▶ [TO DO]
Rewrite the listing below with every "Format sample" replaced by "Output pattern" and nothing else altered. Omit the pictures from your answer.

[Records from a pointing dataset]
__________
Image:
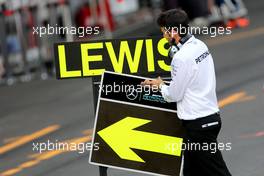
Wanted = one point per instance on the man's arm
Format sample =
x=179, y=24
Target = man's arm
x=180, y=79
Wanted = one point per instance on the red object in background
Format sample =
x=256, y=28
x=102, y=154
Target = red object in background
x=8, y=12
x=238, y=22
x=109, y=15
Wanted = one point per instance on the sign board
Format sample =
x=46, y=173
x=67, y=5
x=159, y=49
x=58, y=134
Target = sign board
x=135, y=129
x=137, y=56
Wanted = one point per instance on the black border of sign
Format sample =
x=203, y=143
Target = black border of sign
x=95, y=122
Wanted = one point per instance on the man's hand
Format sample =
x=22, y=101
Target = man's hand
x=153, y=83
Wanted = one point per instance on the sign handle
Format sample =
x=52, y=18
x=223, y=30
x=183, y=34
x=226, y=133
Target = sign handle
x=96, y=83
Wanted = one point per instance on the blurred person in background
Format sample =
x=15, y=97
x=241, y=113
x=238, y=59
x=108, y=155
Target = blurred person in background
x=2, y=68
x=231, y=13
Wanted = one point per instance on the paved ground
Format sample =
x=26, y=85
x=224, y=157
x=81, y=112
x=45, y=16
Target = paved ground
x=63, y=110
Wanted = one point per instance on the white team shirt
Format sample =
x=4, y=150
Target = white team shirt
x=193, y=84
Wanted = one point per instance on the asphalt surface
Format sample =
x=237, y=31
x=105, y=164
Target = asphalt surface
x=63, y=110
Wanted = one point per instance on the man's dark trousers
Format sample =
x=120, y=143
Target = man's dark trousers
x=203, y=132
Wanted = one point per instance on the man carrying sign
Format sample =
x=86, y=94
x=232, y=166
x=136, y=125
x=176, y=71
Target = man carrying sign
x=193, y=88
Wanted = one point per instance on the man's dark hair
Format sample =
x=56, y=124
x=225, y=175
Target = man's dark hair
x=174, y=18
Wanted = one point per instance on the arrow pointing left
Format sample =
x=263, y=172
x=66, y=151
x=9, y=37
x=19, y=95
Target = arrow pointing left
x=122, y=136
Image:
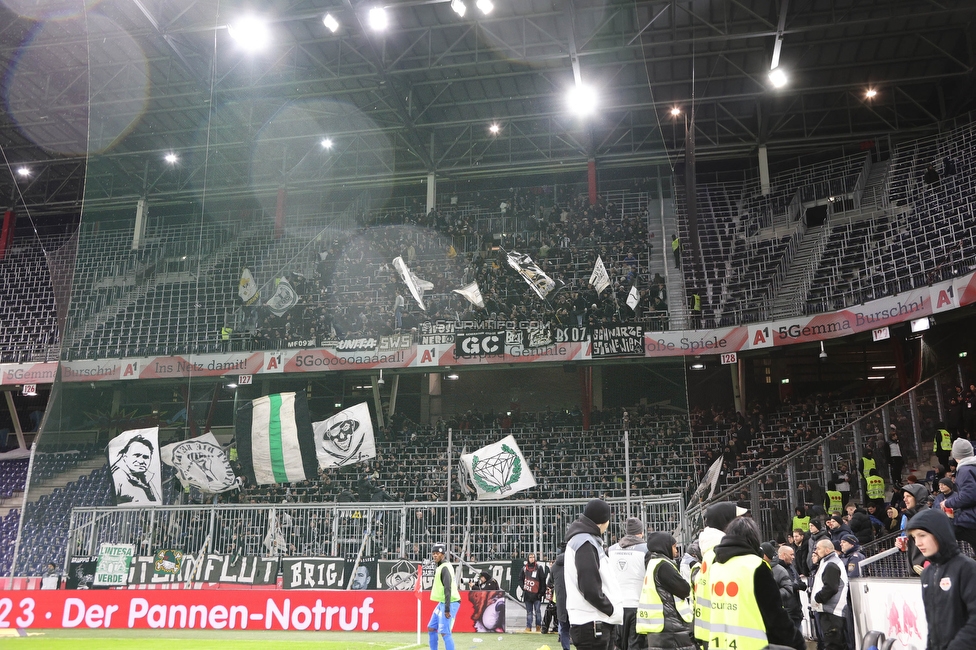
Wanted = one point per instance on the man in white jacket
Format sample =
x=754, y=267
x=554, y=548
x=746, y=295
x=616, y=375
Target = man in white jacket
x=593, y=599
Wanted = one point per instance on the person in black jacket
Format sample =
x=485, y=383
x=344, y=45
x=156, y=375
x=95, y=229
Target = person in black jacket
x=742, y=538
x=948, y=583
x=670, y=586
x=557, y=578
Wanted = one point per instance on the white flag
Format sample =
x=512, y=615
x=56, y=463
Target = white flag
x=709, y=481
x=499, y=470
x=345, y=438
x=410, y=280
x=633, y=298
x=541, y=283
x=133, y=458
x=472, y=293
x=274, y=539
x=283, y=299
x=599, y=278
x=248, y=288
x=202, y=463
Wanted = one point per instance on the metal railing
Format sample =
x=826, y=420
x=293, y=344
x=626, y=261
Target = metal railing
x=475, y=530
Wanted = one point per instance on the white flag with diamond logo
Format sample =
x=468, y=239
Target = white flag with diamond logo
x=499, y=470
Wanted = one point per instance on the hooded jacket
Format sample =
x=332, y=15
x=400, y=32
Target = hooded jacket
x=964, y=503
x=591, y=589
x=948, y=587
x=861, y=527
x=667, y=579
x=779, y=627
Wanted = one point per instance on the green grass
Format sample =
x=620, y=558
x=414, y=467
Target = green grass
x=257, y=640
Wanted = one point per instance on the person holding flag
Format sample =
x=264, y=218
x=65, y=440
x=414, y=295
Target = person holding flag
x=446, y=594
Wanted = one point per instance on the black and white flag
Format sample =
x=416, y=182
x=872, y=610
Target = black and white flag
x=413, y=282
x=248, y=288
x=201, y=463
x=133, y=457
x=599, y=279
x=345, y=438
x=633, y=298
x=541, y=283
x=284, y=298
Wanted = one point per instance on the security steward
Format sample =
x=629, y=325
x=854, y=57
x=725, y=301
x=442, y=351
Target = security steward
x=446, y=594
x=664, y=612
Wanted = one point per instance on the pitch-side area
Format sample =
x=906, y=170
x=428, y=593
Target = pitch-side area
x=12, y=639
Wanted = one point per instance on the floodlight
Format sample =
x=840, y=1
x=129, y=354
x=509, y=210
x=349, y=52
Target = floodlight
x=582, y=100
x=251, y=32
x=777, y=77
x=378, y=19
x=921, y=324
x=331, y=23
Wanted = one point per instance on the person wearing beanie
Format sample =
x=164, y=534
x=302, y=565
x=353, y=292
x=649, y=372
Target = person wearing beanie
x=756, y=606
x=948, y=583
x=627, y=563
x=666, y=612
x=945, y=488
x=961, y=507
x=838, y=528
x=717, y=517
x=532, y=579
x=593, y=600
x=829, y=596
x=914, y=496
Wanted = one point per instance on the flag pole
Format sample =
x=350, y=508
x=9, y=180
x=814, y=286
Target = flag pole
x=447, y=540
x=627, y=468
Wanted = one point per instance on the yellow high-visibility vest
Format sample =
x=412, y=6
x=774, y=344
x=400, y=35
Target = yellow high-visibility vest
x=735, y=619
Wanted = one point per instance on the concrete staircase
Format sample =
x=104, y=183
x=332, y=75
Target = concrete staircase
x=792, y=292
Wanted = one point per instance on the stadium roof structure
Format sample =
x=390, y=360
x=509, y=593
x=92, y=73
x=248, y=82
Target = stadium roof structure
x=97, y=92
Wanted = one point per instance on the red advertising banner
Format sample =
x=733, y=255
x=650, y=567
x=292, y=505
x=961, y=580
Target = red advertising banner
x=387, y=611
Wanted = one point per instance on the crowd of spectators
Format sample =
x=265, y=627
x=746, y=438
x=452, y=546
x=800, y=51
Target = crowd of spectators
x=348, y=287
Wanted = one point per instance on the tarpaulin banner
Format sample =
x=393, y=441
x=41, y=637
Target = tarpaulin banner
__________
▶ [TASK OUTPUT]
Image:
Wanted = one point per instance on the man's arm
Output pattern =
x=179, y=24
Target = man's arm
x=180, y=79
Wanted = one point per instance on the red object in background
Output pattern =
x=256, y=28
x=102, y=154
Target = red object in background
x=8, y=12
x=238, y=22
x=109, y=15
Wanted = one point per instance on the sign board
Output pattern =
x=46, y=173
x=67, y=5
x=159, y=49
x=58, y=134
Target = sign board
x=135, y=129
x=137, y=56
Wanted = one point per instance on the black border of sign
Output pattern =
x=203, y=143
Target = black border of sign
x=95, y=122
Wanted = one point per instance on the man's hand
Output pattern =
x=22, y=101
Target = man's hand
x=153, y=83
Wanted = one point per instance on the sign handle
Output pattern =
x=52, y=18
x=223, y=30
x=183, y=34
x=226, y=133
Target = sign handle
x=96, y=83
Wanted = one point per instance on the blurred person in background
Output pattern =
x=15, y=97
x=241, y=113
x=238, y=59
x=108, y=155
Target = blurred person in background
x=2, y=68
x=231, y=13
Wanted = one point per instance on the paved ground
Output pattern =
x=26, y=85
x=224, y=157
x=81, y=112
x=45, y=16
Target = paved ground
x=63, y=110
Wanted = one point per instance on the white team shirt
Output pattern =
x=4, y=150
Target = white team shirt
x=193, y=84
Wanted = one point per instance on the asphalt surface
Output pattern =
x=237, y=31
x=105, y=164
Target = asphalt surface
x=63, y=110
Wanted = one point per instance on the man's dark trousers
Output pattern =
x=120, y=143
Target = man's dark trousers
x=203, y=132
Wanted = one point per instance on the man carrying sign
Output pattern =
x=86, y=94
x=232, y=166
x=136, y=125
x=176, y=71
Target = man carrying sign
x=193, y=88
Wanted = one point per instance on the man's dark hair
Output pattern =
x=56, y=124
x=225, y=175
Target = man's dark hair
x=174, y=18
Wanted = one point per instance on the arrow pointing left
Output pattern =
x=263, y=172
x=66, y=151
x=9, y=37
x=19, y=95
Target = arrow pointing left
x=122, y=136
Image:
Wanted = one point per instance on the man in white jacket
Output pattern =
x=754, y=267
x=554, y=548
x=746, y=295
x=616, y=375
Target = man in white jacket
x=593, y=599
Wanted = one point per instance on the person in black jacket
Output pattern =
x=485, y=383
x=344, y=45
x=156, y=375
x=95, y=229
Target = person in black jacket
x=742, y=538
x=948, y=583
x=670, y=586
x=557, y=578
Wanted = one point per instance on the white flag
Output pattern =
x=512, y=615
x=56, y=463
Target = white flag
x=709, y=481
x=499, y=470
x=345, y=438
x=410, y=280
x=633, y=298
x=541, y=283
x=133, y=458
x=472, y=293
x=274, y=539
x=283, y=299
x=599, y=278
x=248, y=288
x=202, y=463
Wanted = one point per instance on the metal railing
Output pattern =
x=826, y=420
x=293, y=344
x=626, y=261
Target = metal railing
x=475, y=530
Wanted = one point per instance on the white flag with diamond logo
Output pattern =
x=468, y=239
Target = white flag with diamond logo
x=499, y=470
Wanted = one point per instance on the hooded jacket
Output pattern =
x=332, y=15
x=400, y=32
Target = hooded jacket
x=964, y=503
x=591, y=589
x=948, y=587
x=861, y=527
x=667, y=579
x=779, y=627
Wanted = one point per instance on the green grass
Output pattern =
x=620, y=558
x=414, y=467
Target = green grass
x=257, y=640
Wanted = one point per instance on the person holding flag
Output pattern =
x=264, y=218
x=65, y=440
x=414, y=295
Target = person holding flag
x=446, y=594
Wanted = one point per instance on the black and white flag
Output pattern =
x=416, y=182
x=872, y=610
Target = black and white flag
x=413, y=282
x=248, y=288
x=201, y=463
x=133, y=457
x=599, y=279
x=345, y=438
x=633, y=298
x=541, y=283
x=284, y=298
Wanted = one point per instance on the security steward
Output pattern =
x=629, y=325
x=854, y=57
x=725, y=301
x=442, y=351
Target = security steward
x=446, y=594
x=664, y=612
Wanted = one point per instance on the pitch-side area
Output pattern =
x=906, y=170
x=428, y=593
Target = pitch-side area
x=12, y=639
Wanted = one point per instance on the floodlight
Output pattern =
x=840, y=1
x=129, y=354
x=509, y=210
x=349, y=52
Target = floodlight
x=582, y=100
x=251, y=32
x=777, y=77
x=378, y=19
x=921, y=324
x=331, y=23
Wanted = one point per instance on the person wearing beanie
Output pattern =
x=164, y=534
x=302, y=565
x=353, y=292
x=649, y=372
Target = person wearing beanie
x=756, y=606
x=948, y=583
x=627, y=563
x=666, y=612
x=945, y=488
x=961, y=507
x=838, y=528
x=717, y=517
x=532, y=579
x=593, y=600
x=829, y=596
x=914, y=496
Wanted = one point per instance on the flag pole
Output pattern =
x=350, y=508
x=9, y=180
x=814, y=286
Target = flag pole
x=447, y=540
x=627, y=468
Wanted = one point per instance on the yellow high-visibility vest
Output pattern =
x=412, y=6
x=774, y=344
x=400, y=35
Target = yellow high-visibility vest
x=735, y=619
Wanted = one point per instance on the concrete staircase
Output pattern =
x=104, y=183
x=332, y=75
Target = concrete staircase
x=792, y=292
Wanted = one point per instance on the stadium roof structure
Output pattern =
x=390, y=360
x=509, y=593
x=92, y=73
x=248, y=82
Target = stadium roof structure
x=97, y=92
Wanted = one point per instance on the red advertising banner
Output pattern =
x=733, y=255
x=650, y=567
x=292, y=505
x=961, y=580
Target = red advertising banner
x=387, y=611
Wanted = one point per instance on the crowd of spectators
Output pattern =
x=265, y=627
x=746, y=438
x=452, y=546
x=800, y=51
Target = crowd of spectators
x=348, y=287
Wanted = one point per instance on the tarpaulin banner
Output pattern =
x=393, y=441
x=41, y=637
Target = tarpaulin banner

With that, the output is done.